Begin MATERIAL SUPPLIED
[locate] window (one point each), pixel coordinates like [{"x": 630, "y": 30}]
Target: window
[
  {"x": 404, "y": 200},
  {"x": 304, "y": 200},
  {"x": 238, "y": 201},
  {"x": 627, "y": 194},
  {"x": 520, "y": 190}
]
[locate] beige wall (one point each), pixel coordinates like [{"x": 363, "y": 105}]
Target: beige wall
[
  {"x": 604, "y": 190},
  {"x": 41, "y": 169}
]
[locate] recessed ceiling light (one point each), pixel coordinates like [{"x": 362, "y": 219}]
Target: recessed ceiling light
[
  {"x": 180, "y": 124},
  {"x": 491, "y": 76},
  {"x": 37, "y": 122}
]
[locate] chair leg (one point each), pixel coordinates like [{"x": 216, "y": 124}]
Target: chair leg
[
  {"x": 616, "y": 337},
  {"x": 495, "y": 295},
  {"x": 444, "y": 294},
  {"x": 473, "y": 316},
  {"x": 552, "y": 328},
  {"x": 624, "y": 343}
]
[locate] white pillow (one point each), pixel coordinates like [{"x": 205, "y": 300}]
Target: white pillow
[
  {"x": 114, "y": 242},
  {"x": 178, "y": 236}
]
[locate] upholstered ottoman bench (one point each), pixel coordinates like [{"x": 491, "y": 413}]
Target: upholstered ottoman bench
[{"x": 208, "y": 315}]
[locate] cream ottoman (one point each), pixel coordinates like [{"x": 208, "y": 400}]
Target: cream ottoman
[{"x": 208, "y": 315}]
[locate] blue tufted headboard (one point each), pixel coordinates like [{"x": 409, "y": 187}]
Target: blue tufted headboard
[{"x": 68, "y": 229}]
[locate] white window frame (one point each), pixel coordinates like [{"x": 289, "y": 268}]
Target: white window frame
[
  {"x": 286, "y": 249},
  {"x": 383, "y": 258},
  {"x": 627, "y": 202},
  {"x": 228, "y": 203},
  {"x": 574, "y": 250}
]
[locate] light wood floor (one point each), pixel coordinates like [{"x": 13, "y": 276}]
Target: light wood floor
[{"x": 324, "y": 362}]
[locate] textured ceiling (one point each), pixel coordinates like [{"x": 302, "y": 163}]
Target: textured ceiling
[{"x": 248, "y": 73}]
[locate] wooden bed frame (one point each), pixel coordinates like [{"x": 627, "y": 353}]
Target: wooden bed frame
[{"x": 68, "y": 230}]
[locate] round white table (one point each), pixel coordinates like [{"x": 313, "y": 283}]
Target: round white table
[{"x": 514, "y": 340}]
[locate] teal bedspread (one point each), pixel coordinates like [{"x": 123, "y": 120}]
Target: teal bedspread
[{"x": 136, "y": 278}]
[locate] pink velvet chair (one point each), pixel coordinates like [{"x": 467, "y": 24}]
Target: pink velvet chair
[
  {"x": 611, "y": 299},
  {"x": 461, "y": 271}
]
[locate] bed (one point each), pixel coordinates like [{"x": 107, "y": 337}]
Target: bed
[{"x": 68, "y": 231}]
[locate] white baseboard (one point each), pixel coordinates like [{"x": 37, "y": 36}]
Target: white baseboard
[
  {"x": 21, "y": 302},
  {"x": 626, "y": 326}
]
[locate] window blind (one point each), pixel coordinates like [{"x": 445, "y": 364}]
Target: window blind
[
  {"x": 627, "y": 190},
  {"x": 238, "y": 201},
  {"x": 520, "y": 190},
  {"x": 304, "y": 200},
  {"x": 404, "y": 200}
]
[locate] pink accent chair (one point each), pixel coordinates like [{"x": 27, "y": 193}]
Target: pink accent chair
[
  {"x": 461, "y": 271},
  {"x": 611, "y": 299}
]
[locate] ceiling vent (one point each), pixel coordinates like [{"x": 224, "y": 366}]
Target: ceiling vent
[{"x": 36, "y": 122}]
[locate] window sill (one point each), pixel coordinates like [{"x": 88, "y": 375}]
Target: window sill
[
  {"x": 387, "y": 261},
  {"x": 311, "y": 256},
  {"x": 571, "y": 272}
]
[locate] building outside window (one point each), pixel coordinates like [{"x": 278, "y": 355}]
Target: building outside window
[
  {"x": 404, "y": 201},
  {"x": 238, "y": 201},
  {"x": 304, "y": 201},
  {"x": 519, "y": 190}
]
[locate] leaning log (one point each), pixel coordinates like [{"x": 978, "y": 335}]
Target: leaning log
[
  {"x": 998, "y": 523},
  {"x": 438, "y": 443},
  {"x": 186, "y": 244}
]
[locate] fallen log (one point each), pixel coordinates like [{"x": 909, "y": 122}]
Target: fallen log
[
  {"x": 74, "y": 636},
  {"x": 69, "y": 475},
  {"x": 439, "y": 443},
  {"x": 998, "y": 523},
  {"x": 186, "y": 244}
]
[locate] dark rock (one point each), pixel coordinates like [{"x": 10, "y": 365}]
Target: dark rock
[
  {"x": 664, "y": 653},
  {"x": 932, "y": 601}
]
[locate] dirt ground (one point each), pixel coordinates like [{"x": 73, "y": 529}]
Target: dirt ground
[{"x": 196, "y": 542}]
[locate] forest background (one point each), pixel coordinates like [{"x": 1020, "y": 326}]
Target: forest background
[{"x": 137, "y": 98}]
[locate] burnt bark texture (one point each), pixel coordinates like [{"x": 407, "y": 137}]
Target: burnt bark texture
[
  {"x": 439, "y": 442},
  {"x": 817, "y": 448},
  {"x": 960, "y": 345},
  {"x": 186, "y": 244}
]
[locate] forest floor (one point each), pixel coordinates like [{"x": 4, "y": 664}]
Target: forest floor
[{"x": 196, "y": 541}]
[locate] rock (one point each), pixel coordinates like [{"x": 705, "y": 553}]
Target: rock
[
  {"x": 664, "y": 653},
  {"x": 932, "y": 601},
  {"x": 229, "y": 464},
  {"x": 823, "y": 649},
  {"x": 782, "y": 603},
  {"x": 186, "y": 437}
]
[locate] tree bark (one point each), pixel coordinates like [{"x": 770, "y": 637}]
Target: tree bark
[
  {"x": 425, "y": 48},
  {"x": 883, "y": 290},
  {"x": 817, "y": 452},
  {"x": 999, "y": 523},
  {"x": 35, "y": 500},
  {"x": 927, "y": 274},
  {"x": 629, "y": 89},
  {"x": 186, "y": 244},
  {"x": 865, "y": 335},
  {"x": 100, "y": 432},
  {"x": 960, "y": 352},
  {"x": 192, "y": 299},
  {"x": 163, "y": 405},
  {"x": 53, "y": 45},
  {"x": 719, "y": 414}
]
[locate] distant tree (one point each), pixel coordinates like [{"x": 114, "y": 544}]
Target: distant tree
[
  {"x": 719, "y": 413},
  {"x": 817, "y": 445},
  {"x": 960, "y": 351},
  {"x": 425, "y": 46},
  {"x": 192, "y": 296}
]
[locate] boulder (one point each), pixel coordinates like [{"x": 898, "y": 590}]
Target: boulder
End MATERIAL SUPPLIED
● **WHAT THE TASK REQUIRES**: Reproduce every one of the records above, character for character, with nothing added or left out.

● **EXERCISE RESPONSE**:
[locate] window (one point each), pixel coordinates like [{"x": 630, "y": 30}]
Target: window
[
  {"x": 404, "y": 200},
  {"x": 304, "y": 200},
  {"x": 238, "y": 201},
  {"x": 627, "y": 194},
  {"x": 520, "y": 190}
]
[locate] beige wall (one point each), pixel coordinates like [{"x": 363, "y": 105}]
Target: beige wall
[
  {"x": 604, "y": 190},
  {"x": 41, "y": 169}
]
[locate] recessed ceiling light (one point each), pixel coordinates like [{"x": 362, "y": 219}]
Target: recessed ceiling light
[
  {"x": 180, "y": 124},
  {"x": 491, "y": 76},
  {"x": 37, "y": 122}
]
[locate] chair leg (one point each), pixel coordinates like [{"x": 216, "y": 124}]
Target: chair leg
[
  {"x": 616, "y": 337},
  {"x": 495, "y": 295},
  {"x": 444, "y": 294},
  {"x": 473, "y": 316},
  {"x": 552, "y": 328},
  {"x": 624, "y": 343}
]
[locate] white pillow (one point each), pixel coordinates like [{"x": 205, "y": 300}]
Target: white pillow
[
  {"x": 114, "y": 242},
  {"x": 178, "y": 236}
]
[locate] upholstered ottoman bench (one point each), pixel coordinates like [{"x": 491, "y": 413}]
Target: upholstered ottoman bench
[{"x": 208, "y": 315}]
[locate] cream ottoman (one point each), pixel coordinates like [{"x": 208, "y": 400}]
Target: cream ottoman
[{"x": 208, "y": 315}]
[locate] blue tufted headboard (one point each), pixel coordinates like [{"x": 409, "y": 187}]
Target: blue tufted headboard
[{"x": 68, "y": 229}]
[locate] white window frame (one point each), pixel coordinates like [{"x": 289, "y": 268}]
Target: white window frame
[
  {"x": 286, "y": 249},
  {"x": 383, "y": 258},
  {"x": 627, "y": 202},
  {"x": 228, "y": 203},
  {"x": 574, "y": 250}
]
[locate] light wood floor (one point each), pixel coordinates like [{"x": 13, "y": 276}]
Target: light wood floor
[{"x": 324, "y": 362}]
[locate] textured ceiling (one point each), pixel coordinates like [{"x": 302, "y": 163}]
Target: textured ceiling
[{"x": 248, "y": 73}]
[locate] wooden bed frame (one point each), pixel coordinates like [{"x": 627, "y": 353}]
Target: wooden bed frame
[{"x": 68, "y": 230}]
[locate] round white table (one point each), pixel coordinates like [{"x": 313, "y": 283}]
Target: round white table
[{"x": 514, "y": 340}]
[locate] teal bedspread (one point each), pixel coordinates like [{"x": 123, "y": 120}]
Target: teal bedspread
[{"x": 136, "y": 278}]
[locate] pink velvet chair (one point each), pixel coordinates like [{"x": 467, "y": 24}]
Target: pink velvet chair
[
  {"x": 611, "y": 299},
  {"x": 461, "y": 271}
]
[locate] bed (one point each), pixel coordinates like [{"x": 107, "y": 337}]
Target: bed
[{"x": 68, "y": 231}]
[locate] white baseboard (one point each), pixel coordinates like [{"x": 37, "y": 36}]
Target: white baseboard
[
  {"x": 21, "y": 302},
  {"x": 626, "y": 326}
]
[locate] window blind (one point each), pixel coordinates like [{"x": 445, "y": 364}]
Target: window blind
[
  {"x": 627, "y": 190},
  {"x": 238, "y": 201},
  {"x": 520, "y": 190},
  {"x": 304, "y": 200},
  {"x": 404, "y": 200}
]
[locate] pink accent chair (one point each), pixel coordinates like [{"x": 27, "y": 193}]
Target: pink accent chair
[
  {"x": 461, "y": 271},
  {"x": 611, "y": 299}
]
[locate] ceiling vent (one point each), pixel coordinates like [{"x": 224, "y": 366}]
Target: ceiling vent
[{"x": 36, "y": 122}]
[locate] window sill (one point each), pixel coordinates like [{"x": 88, "y": 375}]
Target: window sill
[
  {"x": 387, "y": 261},
  {"x": 311, "y": 256},
  {"x": 571, "y": 272}
]
[locate] building outside window (one point each), pixel coordinates like [{"x": 278, "y": 355}]
Target: building outside window
[
  {"x": 404, "y": 201},
  {"x": 238, "y": 201},
  {"x": 304, "y": 201},
  {"x": 519, "y": 190}
]
[locate] leaning log (one point each), pixel coordinates like [{"x": 978, "y": 335}]
Target: leaning log
[
  {"x": 998, "y": 523},
  {"x": 438, "y": 443},
  {"x": 186, "y": 244}
]
[locate] fallen log (one point each), pixel coordinates like [{"x": 909, "y": 122}]
Target: fallen log
[
  {"x": 74, "y": 636},
  {"x": 69, "y": 475},
  {"x": 439, "y": 443},
  {"x": 998, "y": 523},
  {"x": 186, "y": 244}
]
[locate] dark rock (one point each), pixel coordinates like [{"x": 10, "y": 365}]
Target: dark rock
[
  {"x": 664, "y": 653},
  {"x": 932, "y": 601}
]
[locate] dirt ground (one point each), pixel coordinates like [{"x": 73, "y": 529}]
Target: dirt ground
[{"x": 196, "y": 542}]
[locate] forest background (one point each), pixel coordinates like [{"x": 1020, "y": 326}]
Target: forest background
[{"x": 137, "y": 98}]
[locate] burnt bark texture (one point each), pixel coordinates like [{"x": 407, "y": 137}]
Target: burnt bark texture
[
  {"x": 439, "y": 442},
  {"x": 817, "y": 448},
  {"x": 960, "y": 345},
  {"x": 186, "y": 244}
]
[locate] forest floor (one point each), pixel coordinates like [{"x": 4, "y": 664}]
Target: forest floor
[{"x": 196, "y": 541}]
[locate] rock (one point each), pixel coordinates like [{"x": 705, "y": 553}]
Target: rock
[
  {"x": 664, "y": 653},
  {"x": 932, "y": 601},
  {"x": 229, "y": 464},
  {"x": 823, "y": 649},
  {"x": 782, "y": 603},
  {"x": 186, "y": 437}
]
[locate] tree bark (one point each), pixel coordinates like [{"x": 770, "y": 637}]
Target: tree bark
[
  {"x": 425, "y": 48},
  {"x": 883, "y": 290},
  {"x": 817, "y": 452},
  {"x": 999, "y": 523},
  {"x": 35, "y": 500},
  {"x": 927, "y": 274},
  {"x": 629, "y": 89},
  {"x": 186, "y": 244},
  {"x": 865, "y": 335},
  {"x": 100, "y": 432},
  {"x": 960, "y": 352},
  {"x": 192, "y": 299},
  {"x": 163, "y": 405},
  {"x": 53, "y": 45},
  {"x": 719, "y": 414}
]
[locate] distant tree (one point each), pixel coordinates like [{"x": 114, "y": 544}]
Target: distant tree
[
  {"x": 719, "y": 413},
  {"x": 817, "y": 445},
  {"x": 960, "y": 351},
  {"x": 425, "y": 46},
  {"x": 192, "y": 296}
]
[locate] boulder (one point each), pixel coordinates like [{"x": 898, "y": 590}]
Target: boulder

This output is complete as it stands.